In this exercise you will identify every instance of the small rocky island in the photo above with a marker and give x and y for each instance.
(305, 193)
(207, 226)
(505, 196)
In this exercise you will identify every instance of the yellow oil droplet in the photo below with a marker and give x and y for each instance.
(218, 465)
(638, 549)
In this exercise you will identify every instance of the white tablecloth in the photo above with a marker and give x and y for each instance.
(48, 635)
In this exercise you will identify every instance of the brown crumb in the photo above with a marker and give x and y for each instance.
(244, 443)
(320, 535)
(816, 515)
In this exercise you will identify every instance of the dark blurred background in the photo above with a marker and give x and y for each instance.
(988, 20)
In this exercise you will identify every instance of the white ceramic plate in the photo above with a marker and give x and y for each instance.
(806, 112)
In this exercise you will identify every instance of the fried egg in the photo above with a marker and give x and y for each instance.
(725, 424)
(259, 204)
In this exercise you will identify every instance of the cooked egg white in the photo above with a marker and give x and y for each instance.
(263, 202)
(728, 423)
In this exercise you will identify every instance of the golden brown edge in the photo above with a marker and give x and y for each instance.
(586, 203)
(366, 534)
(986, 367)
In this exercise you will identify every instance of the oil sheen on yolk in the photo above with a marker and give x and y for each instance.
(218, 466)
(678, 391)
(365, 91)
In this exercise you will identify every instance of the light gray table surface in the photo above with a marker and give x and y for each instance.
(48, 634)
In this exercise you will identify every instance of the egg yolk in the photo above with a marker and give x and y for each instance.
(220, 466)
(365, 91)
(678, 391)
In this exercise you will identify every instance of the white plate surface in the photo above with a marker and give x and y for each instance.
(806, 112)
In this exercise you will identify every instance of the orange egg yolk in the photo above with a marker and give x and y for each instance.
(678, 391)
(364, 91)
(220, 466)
+ + +
*Your instructions*.
Print the records above in full, exactly.

*Response to this exercise*.
In this exercise you will identify every instance of the small rocky island in the photo above with a marker and give x and y for each instance.
(305, 193)
(207, 226)
(505, 196)
In this exercise you will identify every instance of the yellow oil droplet in the photo below with a marker and give x and y for each instance.
(218, 465)
(638, 549)
In this exercise you will identify every instance of the white tablecloth in the photo above with a marker and give x and y for each instance.
(48, 635)
In this exercise you will identify every instance of the brown crumb in the photo above with a marker and give x and y for each instance.
(244, 443)
(320, 535)
(816, 515)
In this exercise you will identify every instance of the dark blurred background in the photo above with a marker and give x and y for each instance.
(988, 20)
In this exercise you will identify every instance of the white ceramic plate in the photo above with a marker and give x and y for each instance.
(806, 112)
In this exercise you will identify every instance of the fried egg in the photo above with a marker and give x and y for each instance.
(725, 424)
(259, 204)
In this exercise you will identify every instance of the cooked egg white in the photo above with a marker and give x and y for each instance.
(263, 202)
(728, 423)
In this exercise you will identify every instance of the golden brown edge in the photo above with a marker and give x and y for each instance.
(586, 203)
(366, 534)
(986, 367)
In this exercise you will identify every instance of the oil sheen on yolk in the photo above with a marker and give x and y for each instance.
(218, 466)
(678, 391)
(365, 91)
In this exercise you will identify every instance of the light gray table surface in the photo above with a marker and give x and y for each instance.
(48, 634)
In this exercise you will identify every instance of the egg yolk in the photo above with a marker and give x and y for each instance.
(220, 466)
(365, 91)
(678, 391)
In this exercise you will identify every instance of the white plate surface in the photo above with a marker and give x and y for each instance.
(806, 112)
In this exercise you will identify every instance of the orange egg yolk in the photo above with a marker and give x and y for each instance.
(678, 391)
(364, 91)
(220, 466)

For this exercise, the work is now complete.